(Given records begins)

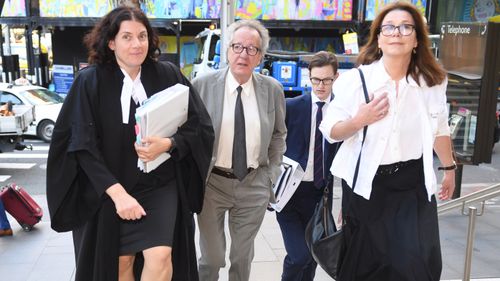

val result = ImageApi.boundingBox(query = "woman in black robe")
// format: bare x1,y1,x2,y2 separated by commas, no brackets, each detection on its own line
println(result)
46,6,214,281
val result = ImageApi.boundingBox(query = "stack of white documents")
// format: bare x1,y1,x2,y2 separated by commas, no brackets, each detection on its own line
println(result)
135,83,189,173
269,156,304,212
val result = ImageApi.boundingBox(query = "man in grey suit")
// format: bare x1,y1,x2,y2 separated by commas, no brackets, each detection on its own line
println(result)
192,19,286,281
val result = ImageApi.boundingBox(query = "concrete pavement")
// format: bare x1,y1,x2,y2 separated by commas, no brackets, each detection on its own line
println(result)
1,182,500,281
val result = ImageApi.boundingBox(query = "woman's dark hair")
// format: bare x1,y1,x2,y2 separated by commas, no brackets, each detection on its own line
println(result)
356,2,446,87
84,6,159,65
308,51,338,74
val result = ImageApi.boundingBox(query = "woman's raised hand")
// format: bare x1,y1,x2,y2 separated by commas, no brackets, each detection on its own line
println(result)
355,92,390,126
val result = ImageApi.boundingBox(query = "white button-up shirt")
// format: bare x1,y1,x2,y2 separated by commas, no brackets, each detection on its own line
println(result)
379,76,424,164
215,71,261,169
319,59,450,201
303,92,331,181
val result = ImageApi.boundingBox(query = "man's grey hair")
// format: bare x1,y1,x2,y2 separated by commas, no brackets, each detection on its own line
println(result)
225,19,270,56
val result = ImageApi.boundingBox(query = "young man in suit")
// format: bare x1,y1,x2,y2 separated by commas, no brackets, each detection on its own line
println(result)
192,19,286,281
276,51,340,281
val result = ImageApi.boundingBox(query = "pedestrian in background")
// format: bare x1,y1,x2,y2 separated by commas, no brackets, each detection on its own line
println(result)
276,51,340,281
192,19,287,281
46,6,213,281
0,199,13,237
320,2,455,280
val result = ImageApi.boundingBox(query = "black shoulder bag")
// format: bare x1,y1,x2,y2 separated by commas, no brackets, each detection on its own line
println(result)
304,68,370,279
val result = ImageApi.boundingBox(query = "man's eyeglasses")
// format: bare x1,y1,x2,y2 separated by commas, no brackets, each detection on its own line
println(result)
230,43,260,56
310,77,335,86
380,24,415,36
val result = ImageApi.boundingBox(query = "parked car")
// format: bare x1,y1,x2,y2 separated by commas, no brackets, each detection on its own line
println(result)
0,80,63,142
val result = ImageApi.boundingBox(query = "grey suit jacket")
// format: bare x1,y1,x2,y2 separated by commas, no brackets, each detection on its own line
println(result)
192,67,287,186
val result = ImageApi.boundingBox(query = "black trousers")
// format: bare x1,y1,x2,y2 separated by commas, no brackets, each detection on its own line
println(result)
276,181,332,281
339,158,442,281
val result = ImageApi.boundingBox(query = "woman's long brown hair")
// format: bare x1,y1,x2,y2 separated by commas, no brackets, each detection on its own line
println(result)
357,2,446,87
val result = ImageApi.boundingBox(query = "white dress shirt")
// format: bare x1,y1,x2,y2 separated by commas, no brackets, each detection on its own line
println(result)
319,59,450,201
120,68,148,124
215,71,261,169
303,93,331,182
379,77,423,164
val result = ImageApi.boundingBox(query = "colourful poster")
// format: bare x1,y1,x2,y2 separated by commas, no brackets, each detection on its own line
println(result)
139,0,220,19
239,0,353,20
38,0,218,18
365,0,427,21
463,0,500,22
38,0,352,20
39,0,114,17
1,0,27,17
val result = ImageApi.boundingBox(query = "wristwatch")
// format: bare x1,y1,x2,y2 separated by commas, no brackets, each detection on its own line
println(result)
438,161,457,171
168,137,177,153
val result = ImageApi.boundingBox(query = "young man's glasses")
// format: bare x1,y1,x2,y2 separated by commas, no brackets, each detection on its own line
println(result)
230,43,260,56
380,24,415,36
310,77,335,86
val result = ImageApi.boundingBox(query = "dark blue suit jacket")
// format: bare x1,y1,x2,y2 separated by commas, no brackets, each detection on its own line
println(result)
284,93,339,183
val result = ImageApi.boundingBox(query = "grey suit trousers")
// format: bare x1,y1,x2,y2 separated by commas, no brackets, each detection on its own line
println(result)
197,167,271,281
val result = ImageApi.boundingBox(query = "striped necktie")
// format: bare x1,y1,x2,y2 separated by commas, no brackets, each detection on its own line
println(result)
314,101,325,188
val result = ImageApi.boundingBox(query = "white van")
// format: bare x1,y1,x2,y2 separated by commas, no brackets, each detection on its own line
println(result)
190,28,221,80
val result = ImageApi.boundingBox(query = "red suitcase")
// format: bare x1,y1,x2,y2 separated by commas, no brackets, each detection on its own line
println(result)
0,183,43,231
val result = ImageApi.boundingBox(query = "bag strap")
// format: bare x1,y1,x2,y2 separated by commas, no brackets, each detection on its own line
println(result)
321,69,370,228
351,68,370,191
321,176,334,234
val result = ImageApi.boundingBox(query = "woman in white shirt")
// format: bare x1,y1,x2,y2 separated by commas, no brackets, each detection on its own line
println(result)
319,2,455,281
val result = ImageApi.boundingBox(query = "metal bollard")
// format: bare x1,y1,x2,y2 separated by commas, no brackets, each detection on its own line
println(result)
463,206,477,281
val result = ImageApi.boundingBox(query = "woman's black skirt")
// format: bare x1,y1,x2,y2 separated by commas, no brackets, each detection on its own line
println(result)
119,178,178,255
339,158,442,281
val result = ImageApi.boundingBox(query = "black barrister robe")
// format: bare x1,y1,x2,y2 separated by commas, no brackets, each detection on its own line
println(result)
46,59,214,281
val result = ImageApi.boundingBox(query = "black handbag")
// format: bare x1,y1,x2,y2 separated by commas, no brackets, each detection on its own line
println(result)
304,68,370,279
305,185,342,279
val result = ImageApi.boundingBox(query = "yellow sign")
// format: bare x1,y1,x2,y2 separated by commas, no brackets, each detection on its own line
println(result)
342,32,359,54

(Given records ends)

• [Problem details] Could you write the entries out again exactly, without their pictures?

• [Result of this exercise]
val result = ImageApi.boundingBox(query = "woman in black robe")
// format: bare x1,y1,x2,y2 separated by commas, no brackets, each detection on its own line
println(result)
46,6,214,281
val result = ImageApi.boundingBox(query = "stack of white documents")
// format: bare x1,y1,x2,y2 separated by commas, no brackets, each detection on its own line
println(result)
135,83,189,173
269,156,304,212
val result = ImageApi.boundingBox(query = "man in grey suit")
// format: bare x1,y1,x2,y2 separated by commas, no brackets, each detection on its own line
println(result)
192,19,286,281
val result = ImageApi.boundingBox(query = "concrete pavement")
// format: bare x1,y1,x2,y2 separated by commas, no brackets, each detection on its own line
println(result)
1,182,500,281
val result = ImageApi.boundingBox(query = "woman's dark hair")
// format: bare x1,y1,x2,y2 separated by commas, no brackets, each detection on its own line
println(result)
356,2,446,87
84,6,159,65
308,51,338,74
val result = ImageApi.boundingBox(query = "woman's raised hand")
// format: bare x1,y1,x2,y2 separated by commas, no brackets, each detection on its own line
println(result)
355,92,390,126
val result = ImageApi.boundingBox(query = "white button-up shirt")
// format: bare x1,y1,x2,y2 separated by commas, no brackets, each detection on its own line
println(result)
379,76,424,164
215,71,261,169
319,59,450,201
303,92,331,181
val result = ImageApi.boundingBox(query = "man's grey hair")
// format: bare x1,y1,x2,y2 separated by commas, no brackets, each detection on its own line
println(result)
225,19,270,56
val result = ImageApi.boundingBox(query = "young man in suit")
// format: bare x1,y1,x2,y2 separated by commas, no brackets, each detection on its own line
println(result)
192,19,286,281
276,51,340,281
val result = ImageApi.boundingBox(query = "pedestrian in background")
// format: bare x1,y1,x2,y2 separated by commas, no brackets, each detection on its own line
println(result)
276,51,340,281
192,19,287,281
46,6,213,281
0,199,13,237
320,2,455,280
val result = ImageApi.boundingBox(query = "black shoulder bag")
// format: bare x1,y1,x2,y2 separated by commas, no brackets, each detection on its own line
println(result)
304,68,370,279
val result = ImageApi.boundingBox(query = "man's eyeglasses")
// format: bare x1,y1,x2,y2 separated by commas, no brackets, each detection on its own line
println(result)
230,43,260,56
310,77,335,86
380,24,415,36
val result = ImageApi.boundingBox(query = "parked car")
// format: bare x1,y1,x2,y2 separated by commas, no brackets, each detection on its own line
println(result)
0,80,63,142
val result = ImageApi.boundingBox(query = "grey suit jacket")
// format: bare x1,y1,x2,y2 separated by commas, no brackets, each detection on its own line
println(result)
192,67,287,186
val result = ImageApi.boundingBox(query = "black trousers")
// format: bare x1,y1,x2,y2 separated by commas, no brackets, each detection on its own line
println(result)
276,181,332,281
339,158,442,281
val result = ImageApi.boundingBox(query = "woman's long brown hair")
// format: bare x1,y1,x2,y2 separated by commas, no brackets, each detection on its own line
println(result)
357,2,446,87
val result = ImageApi.boundingBox(query = "white dress shirt")
// format: bare x1,y1,x2,y2 separated by commas, no brackets, each detection on its own line
println(result)
319,59,450,201
120,68,148,124
215,71,261,169
303,93,331,182
379,77,423,164
val result = ImageApi.boundingBox(query = "colourful poster")
// format: bare x1,y1,x2,y2 separated by commas, no brackets, each detection on its own line
println(result)
139,0,220,19
239,0,353,20
38,0,218,18
365,0,427,21
463,0,500,22
38,0,352,20
39,0,114,17
1,0,27,17
val result = ImageApi.boundingBox(query = "wristwatch")
// format: bare x1,y1,x2,y2 separated by commas, no brackets, each detection on its own line
println(result)
438,161,457,171
168,137,177,153
val result = ImageApi.boundingBox(query = "young man's glasses")
// format: bare x1,y1,x2,y2 separated by commas, no brackets, each detection on its own line
println(result)
230,43,260,56
380,24,415,36
310,77,335,86
val result = ImageApi.boundingBox(query = "dark blue suit jacket")
// format: bare x1,y1,x2,y2 separated by commas, no brackets, each detection on its own line
println(result)
284,93,339,183
val result = ImageApi.boundingBox(query = "grey suit trousers")
// format: bare x1,y1,x2,y2 separated by commas, no brackets, each detection on its own line
println(result)
197,167,271,281
val result = ImageApi.boundingBox(query = "striped necktie")
// format: bare x1,y1,x2,y2 separated by commas, no brackets, each detection on its own line
println(result)
314,101,325,188
val result = ImageApi.boundingBox(query = "white van")
// format: bare x1,y1,x2,y2 separated by commas, no brackets, each detection on its own line
println(result)
190,28,221,80
val result = ImageApi.boundingBox(query = "red suitcase")
// format: bare x1,y1,x2,y2 separated by commas, no brackets, each detection on its own line
println(result)
0,183,43,231
val result = ImageApi.boundingBox(query = "bag strap")
// format: bare x1,y1,x2,y2 separated by commas, no brackets, each detection on its own line
println(result)
321,69,370,228
351,68,370,191
321,176,334,234
val result = ImageApi.boundingBox(query = "woman in white shirt")
// format: bare x1,y1,x2,y2 separated by commas, no brackets, each detection on its own line
println(result)
319,2,455,281
val result = ImageApi.boundingBox(query = "metal bollard")
// format: bare x1,y1,x2,y2 separated by commas, no brackets, each detection on its own line
println(result)
463,206,477,281
val result = ImageApi.boundingBox(query = "woman's black skirt")
// format: bare x1,y1,x2,y2 separated by commas, no brackets, each detection on its own line
println(result)
119,178,178,255
339,158,442,281
val result = ImageApi.boundingBox(query = "black barrister robe")
// format: bare x1,y1,x2,y2 separated by commas, no brackets, each detection on its own line
println(result)
46,59,214,281
val result = ImageApi.boundingBox(query = "black handbag")
// format: bare x1,y1,x2,y2 separated by commas, no brackets, each detection on its own line
println(result)
304,68,370,279
305,185,342,279
val result = ImageApi.boundingBox(query = "yellow sign")
// format: bare x1,y1,x2,y2 separated by commas, no brackets, each detection on its own line
println(result)
342,32,359,54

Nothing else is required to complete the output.